Problem to work on:
Rewrite the passage on geriatric nursing, beginning at the words "Finding skilled workers" and stopping after "of nursing care.", with "refugees" changed to "newcomers".

Provided text:
────

Theus says that, on an early shift, "we walk at least 12 kilometers.” Two people are on duty, looking after around 20 residents. Even as we're talking, the bell on the long corridor rings constantly. Most of the residents are not as "low maintenance” as Helmut Unteroberdoerster: Around 70% suffer from dementia.
Finding skilled workers — assisting integration
Germany urgently needs nurse specialists, especially in the geriatric care sector. Health Minister Jens Spahn is advertising abroad, encouraging people to come to Germany. All prognoses assume that, as people keep living longer, demand will only increase. Meanwhile, refugees like Belmostefaoui are already in Germany and seeking career prospects.
This is where the "Springboard: Care” project comes in. The young Algerian woman is one of more than 200 refugees from almost 40 countries who were given comprehensive advice about work in nursing care for the elderly at the Bonn Association for Health Professionals. So far, around 100 of them have attended language classes, supplemented by lessons about life in Germany and the basics of nursing care.

────

Extracted records:
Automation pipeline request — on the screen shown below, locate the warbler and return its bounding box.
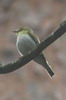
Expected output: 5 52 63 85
14 27 54 77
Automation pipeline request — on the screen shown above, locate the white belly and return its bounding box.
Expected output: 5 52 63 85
16 34 39 55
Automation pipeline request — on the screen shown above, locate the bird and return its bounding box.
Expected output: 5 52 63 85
14 27 54 77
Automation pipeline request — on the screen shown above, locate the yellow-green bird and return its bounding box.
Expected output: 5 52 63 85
14 27 54 77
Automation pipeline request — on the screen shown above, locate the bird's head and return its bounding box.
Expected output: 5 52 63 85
13 27 33 35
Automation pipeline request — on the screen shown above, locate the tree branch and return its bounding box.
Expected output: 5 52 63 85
0 20 66 74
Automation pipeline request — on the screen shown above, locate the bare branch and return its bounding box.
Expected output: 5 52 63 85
0 20 66 74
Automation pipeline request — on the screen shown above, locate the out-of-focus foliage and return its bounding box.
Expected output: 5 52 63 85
0 0 66 100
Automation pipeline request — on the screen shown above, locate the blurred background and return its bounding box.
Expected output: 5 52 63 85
0 0 66 100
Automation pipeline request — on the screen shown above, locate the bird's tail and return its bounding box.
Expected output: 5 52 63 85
34 54 54 77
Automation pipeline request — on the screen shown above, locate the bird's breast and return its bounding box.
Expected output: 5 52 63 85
16 34 37 55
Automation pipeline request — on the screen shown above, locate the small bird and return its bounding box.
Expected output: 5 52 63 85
14 27 54 77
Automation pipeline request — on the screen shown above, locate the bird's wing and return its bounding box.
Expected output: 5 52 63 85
29 33 40 45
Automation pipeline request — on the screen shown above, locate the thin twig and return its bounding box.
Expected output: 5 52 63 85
0 21 66 74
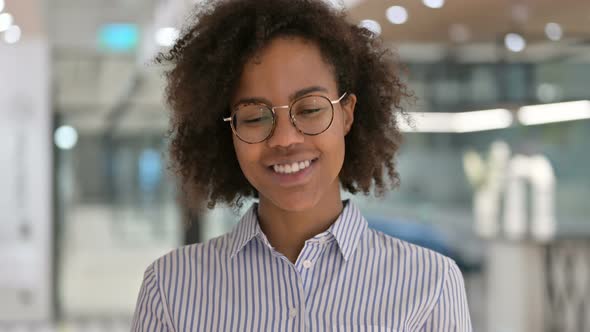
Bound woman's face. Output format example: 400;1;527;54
232;37;356;212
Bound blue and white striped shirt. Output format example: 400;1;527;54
132;202;471;332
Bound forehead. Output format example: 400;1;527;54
234;37;337;102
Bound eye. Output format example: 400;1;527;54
299;108;321;115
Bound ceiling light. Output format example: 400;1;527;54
0;13;14;32
359;20;381;36
53;126;78;150
402;108;513;133
518;100;590;126
504;33;526;52
385;6;408;24
4;25;21;44
156;27;180;47
422;0;445;8
545;22;563;41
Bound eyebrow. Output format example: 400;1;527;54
234;85;328;106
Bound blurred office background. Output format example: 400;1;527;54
0;0;590;332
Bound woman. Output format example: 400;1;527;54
133;0;471;331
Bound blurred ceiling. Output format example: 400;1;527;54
40;0;590;126
350;0;590;43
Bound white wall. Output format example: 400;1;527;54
0;39;53;322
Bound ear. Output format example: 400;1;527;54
340;93;356;136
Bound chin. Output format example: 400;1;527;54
265;192;319;212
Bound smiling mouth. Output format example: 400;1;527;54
270;158;317;174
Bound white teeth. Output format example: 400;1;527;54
272;160;311;174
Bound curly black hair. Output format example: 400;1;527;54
156;0;411;208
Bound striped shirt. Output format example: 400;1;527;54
132;201;471;332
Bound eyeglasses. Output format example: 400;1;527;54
223;92;347;144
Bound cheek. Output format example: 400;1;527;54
233;137;258;181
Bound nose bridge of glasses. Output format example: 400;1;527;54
268;106;304;146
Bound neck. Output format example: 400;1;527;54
258;187;343;263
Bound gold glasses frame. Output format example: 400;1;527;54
223;92;348;144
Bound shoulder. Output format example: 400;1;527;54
364;228;455;272
364;228;460;297
148;234;230;280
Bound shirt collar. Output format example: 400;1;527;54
229;200;368;260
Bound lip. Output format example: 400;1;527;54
267;158;319;187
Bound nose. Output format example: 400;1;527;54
267;109;305;148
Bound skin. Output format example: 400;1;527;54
231;37;356;263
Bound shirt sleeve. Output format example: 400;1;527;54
131;263;174;332
420;262;472;332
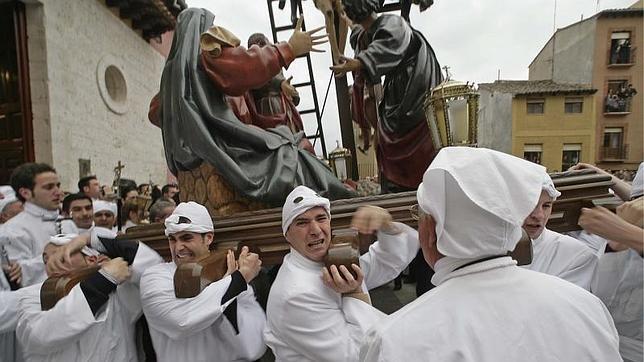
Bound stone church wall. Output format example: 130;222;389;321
26;0;166;191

────

Answer box:
Finding skilled workers — assisting integration
Germany urgently needs nurse specialists, especially in the geriatric care sector. Health Minister Jens Spahn is advertising abroad, encouraging people to come to Germany. All prognoses assume that, as people keep living longer, demand will only increase. Meanwhile, newcomers like Belmostefaoui are already in Germany and seeking career prospects.
This is where the "Springboard: Care” project comes in. The young Algerian woman is one of more than 200 newcomers from almost 40 countries who were given comprehensive advice about work in nursing care for the elderly at the Bonn Association for Health Professionals. So far, around 100 of them have attended language classes, supplemented by lessons about life in Germany and the basics of nursing care.